RECORDS SHOWN
[START]

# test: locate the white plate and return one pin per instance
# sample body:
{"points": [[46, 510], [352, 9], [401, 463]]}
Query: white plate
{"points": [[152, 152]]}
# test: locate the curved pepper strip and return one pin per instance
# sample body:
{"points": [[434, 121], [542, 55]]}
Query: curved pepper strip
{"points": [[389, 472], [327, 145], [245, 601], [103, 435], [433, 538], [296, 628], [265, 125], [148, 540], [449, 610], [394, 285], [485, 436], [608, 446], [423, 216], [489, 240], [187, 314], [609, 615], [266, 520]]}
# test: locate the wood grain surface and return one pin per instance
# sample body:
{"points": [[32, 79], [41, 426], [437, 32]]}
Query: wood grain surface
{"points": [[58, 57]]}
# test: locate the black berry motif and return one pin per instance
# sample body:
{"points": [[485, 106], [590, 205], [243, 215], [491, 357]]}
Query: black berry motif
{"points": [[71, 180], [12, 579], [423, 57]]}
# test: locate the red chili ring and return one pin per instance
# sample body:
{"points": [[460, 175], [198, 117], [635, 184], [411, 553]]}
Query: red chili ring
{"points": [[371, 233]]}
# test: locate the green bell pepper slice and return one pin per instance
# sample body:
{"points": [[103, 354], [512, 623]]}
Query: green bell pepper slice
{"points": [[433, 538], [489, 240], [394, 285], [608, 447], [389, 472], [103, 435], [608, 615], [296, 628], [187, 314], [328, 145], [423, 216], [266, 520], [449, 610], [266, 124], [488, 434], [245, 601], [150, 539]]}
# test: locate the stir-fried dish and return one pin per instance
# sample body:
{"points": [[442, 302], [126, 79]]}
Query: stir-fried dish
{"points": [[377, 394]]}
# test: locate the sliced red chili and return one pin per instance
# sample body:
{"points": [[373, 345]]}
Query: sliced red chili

[END]

EXERCISE GOAL
Reproduce all of the rows above with every "pin" switched to "marker", and leave everything else unchanged.

RESULT FOR THIS EXERCISE
# test: locate the white plate and return one marker per instance
# sample body:
{"points": [[46, 510], [352, 9], [401, 463]]}
Query: white plate
{"points": [[152, 152]]}
# test: locate the curved pepper strip and return one marker per instance
# sample body:
{"points": [[434, 121], [542, 55]]}
Query: curved pepper strip
{"points": [[389, 472], [327, 145], [245, 601], [103, 435], [433, 538], [296, 628], [265, 125], [148, 540], [449, 610], [394, 285], [485, 436], [608, 446], [423, 216], [489, 240], [187, 314], [609, 615], [266, 520]]}
# test: locate the wood grain surface and return one marker per instance
# sample body:
{"points": [[32, 79], [41, 426], [437, 32]]}
Query: wood grain surface
{"points": [[58, 57]]}
# test: locate the black berry motif and return one marker per instance
# sample body:
{"points": [[485, 106], [590, 205], [243, 215], [491, 357]]}
Query: black berry motif
{"points": [[71, 180], [12, 579], [423, 57]]}
# test: locate the red chili ring and return one marker per instance
# sample body:
{"points": [[460, 175], [198, 117], [635, 184], [411, 553]]}
Query: red chili ring
{"points": [[371, 233]]}
# test: locate the green bell pepper slice and return one marker per instance
# sample body:
{"points": [[103, 354], [512, 623]]}
Query: green bell pepper slice
{"points": [[433, 538], [489, 240], [394, 285], [608, 447], [389, 472], [103, 435], [608, 615], [296, 628], [187, 314], [328, 145], [423, 216], [266, 520], [449, 610], [266, 124], [488, 434], [245, 601], [150, 539]]}
# test: locate the stir-fried dish and return one marker per instance
# sample body:
{"points": [[442, 302], [126, 79]]}
Query: stir-fried dish
{"points": [[377, 394]]}
# test: locate the sliced red chili and return one marker per instance
# sample body:
{"points": [[373, 345]]}
Query: sliced red chili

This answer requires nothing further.